* [ENTRIES SHOWN]
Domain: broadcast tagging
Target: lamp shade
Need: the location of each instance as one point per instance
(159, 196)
==
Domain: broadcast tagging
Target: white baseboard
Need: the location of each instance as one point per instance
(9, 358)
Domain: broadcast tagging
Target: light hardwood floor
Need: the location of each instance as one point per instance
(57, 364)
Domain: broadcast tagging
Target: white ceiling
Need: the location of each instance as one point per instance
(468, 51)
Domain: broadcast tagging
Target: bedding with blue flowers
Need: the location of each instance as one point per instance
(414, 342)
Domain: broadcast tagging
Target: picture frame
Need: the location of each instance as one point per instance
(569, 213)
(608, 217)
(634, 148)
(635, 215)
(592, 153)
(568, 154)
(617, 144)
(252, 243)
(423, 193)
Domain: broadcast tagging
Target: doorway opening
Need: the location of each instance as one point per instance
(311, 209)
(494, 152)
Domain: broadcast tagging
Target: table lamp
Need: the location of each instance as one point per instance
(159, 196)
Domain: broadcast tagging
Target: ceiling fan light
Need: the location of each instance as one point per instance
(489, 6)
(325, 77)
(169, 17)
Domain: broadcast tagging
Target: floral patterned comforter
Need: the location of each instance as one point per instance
* * *
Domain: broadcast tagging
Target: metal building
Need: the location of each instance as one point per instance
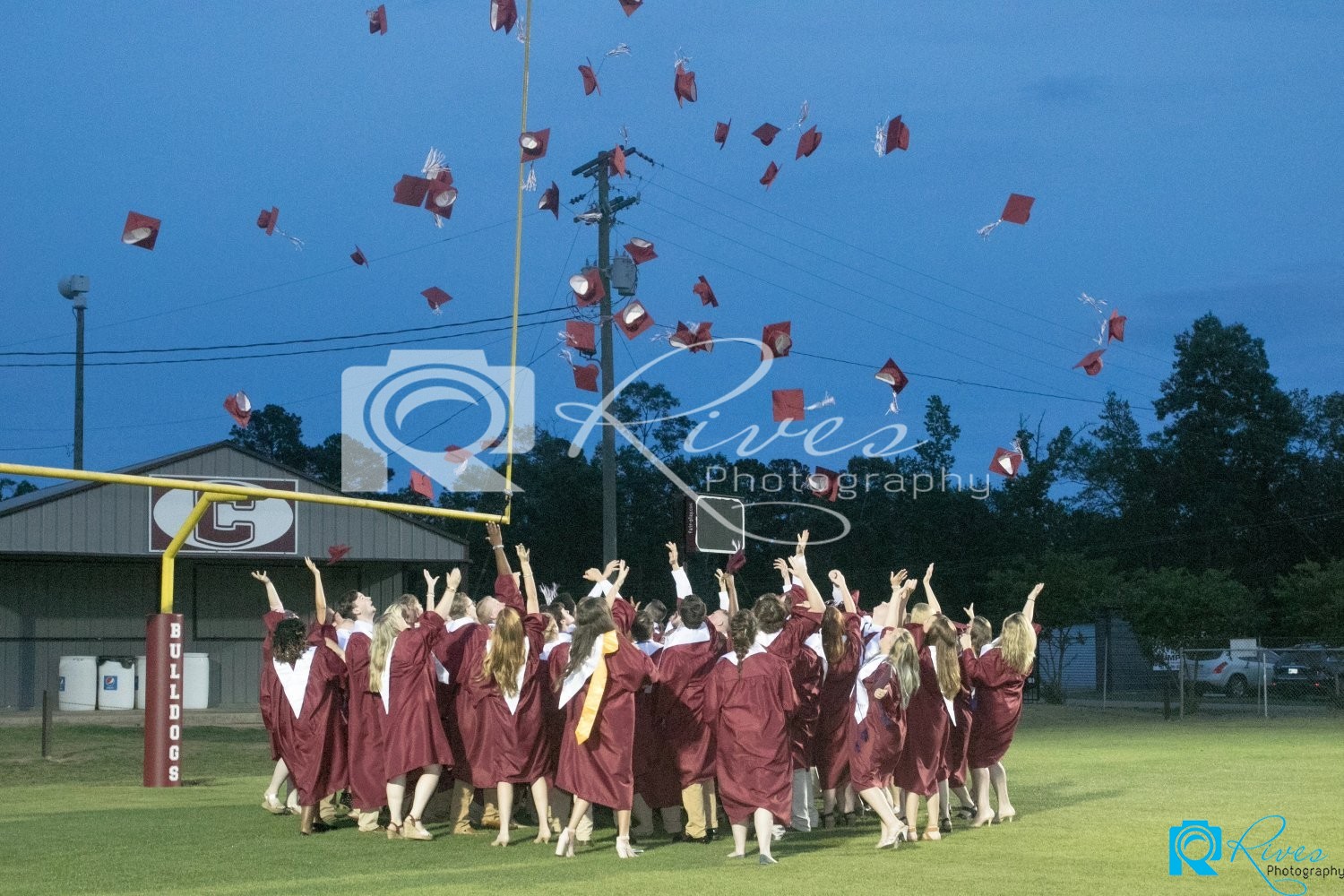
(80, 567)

* [GOAL OF THE EXERCISE]
Search the records above for "light" and copy every line that has it.

* [EXERCISE ANSWER]
Target: light hardwood floor
Target: ceiling fan light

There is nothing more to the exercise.